> Stated goal
The listing below should be copied in full, word for word.

> Task inputs

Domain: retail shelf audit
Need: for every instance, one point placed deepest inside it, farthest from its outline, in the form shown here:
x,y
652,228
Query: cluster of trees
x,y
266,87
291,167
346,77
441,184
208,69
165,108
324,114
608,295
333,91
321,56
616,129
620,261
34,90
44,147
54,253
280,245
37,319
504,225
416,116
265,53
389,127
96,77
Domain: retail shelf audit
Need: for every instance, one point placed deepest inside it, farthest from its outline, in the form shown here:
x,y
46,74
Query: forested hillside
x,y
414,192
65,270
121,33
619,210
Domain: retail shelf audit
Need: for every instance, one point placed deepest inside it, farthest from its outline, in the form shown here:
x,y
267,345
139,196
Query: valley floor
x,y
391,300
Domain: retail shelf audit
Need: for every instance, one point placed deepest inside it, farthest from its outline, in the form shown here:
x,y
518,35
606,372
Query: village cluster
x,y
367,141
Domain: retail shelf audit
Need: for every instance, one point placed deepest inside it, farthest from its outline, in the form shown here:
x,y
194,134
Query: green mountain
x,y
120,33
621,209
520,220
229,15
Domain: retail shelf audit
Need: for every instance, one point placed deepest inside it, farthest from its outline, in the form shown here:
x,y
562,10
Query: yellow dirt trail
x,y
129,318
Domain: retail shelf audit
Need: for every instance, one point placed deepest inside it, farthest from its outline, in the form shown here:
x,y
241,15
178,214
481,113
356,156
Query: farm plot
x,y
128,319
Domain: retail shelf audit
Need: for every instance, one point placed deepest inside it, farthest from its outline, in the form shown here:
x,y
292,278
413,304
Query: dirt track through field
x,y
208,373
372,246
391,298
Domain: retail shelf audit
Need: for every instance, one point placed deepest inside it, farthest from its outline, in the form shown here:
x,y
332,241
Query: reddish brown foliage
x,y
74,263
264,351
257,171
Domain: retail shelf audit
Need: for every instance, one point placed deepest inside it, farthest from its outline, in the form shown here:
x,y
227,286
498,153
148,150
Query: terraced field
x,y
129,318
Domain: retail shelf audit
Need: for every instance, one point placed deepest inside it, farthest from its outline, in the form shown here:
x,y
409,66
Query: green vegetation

> Task answer
Domain: retail shelf audit
Need: for every instance, one point placed deepest inside it, farthest from its outline, in the form shown here:
x,y
652,228
Query: cluster of trees
x,y
266,87
291,167
346,77
441,184
208,69
165,108
324,114
608,295
333,91
321,56
616,129
620,261
34,90
44,147
54,253
280,245
37,319
504,225
416,116
265,53
389,127
96,77
Domain: retail shelf audit
Need: for every instance, one point placed deepest inside it, farthest from its outline, in the form shown here:
x,y
46,74
Query: forested hillside
x,y
414,192
65,270
121,33
619,210
Domain: retail shelf audit
Need: for every instance, one point placed deepest inside it, farthest from its outline, in the form shown here:
x,y
267,345
139,196
Query: valley floor
x,y
391,300
Domain: retail shelf audit
Need: for every instance, one point placed deepest inside it, farthest from its outline, in the form shown here:
x,y
518,35
606,372
Query: village cluster
x,y
367,141
Domain: retail shelf audit
Need: for every instance, one point placed deepest inside it, farthest from its outline, in the form shown here:
x,y
194,134
Query: green mountain
x,y
120,33
621,209
520,220
229,15
Domain: retail shelf audit
Need: for every instance, one point placed deepest inside it, farthest from its outline, in the form shown here:
x,y
562,10
Query: yellow dirt trail
x,y
129,318
Domain: retail shelf audit
Need: for every instance, one point placed deepest inside it, farthest from its outline, in the form shown here:
x,y
241,15
178,214
481,113
356,156
Query: farm plot
x,y
128,319
Domain: retail shelf audit
Need: for every instance, one point placed deepest inside it, farthest from its outline, in the form shown here:
x,y
292,278
413,304
Query: dirt track through field
x,y
208,373
372,246
391,298
Domain: retail shelf audit
Need: for every instance, one point placed deepest inside it, farthest from its outline, in the form shown here:
x,y
332,241
Query: reddish brown foliage
x,y
74,263
264,351
257,171
Domain: retail shelf audit
Need: for every instance, one point placed deepest inside it, farthest from its outline, in the form shown here:
x,y
227,286
498,153
148,150
Query: terraced field
x,y
129,318
Domain: retail shelf audit
Need: for every instance, one point placed deepest inside it, farthest from its outline, in the form shown here:
x,y
409,66
Query: green vegetation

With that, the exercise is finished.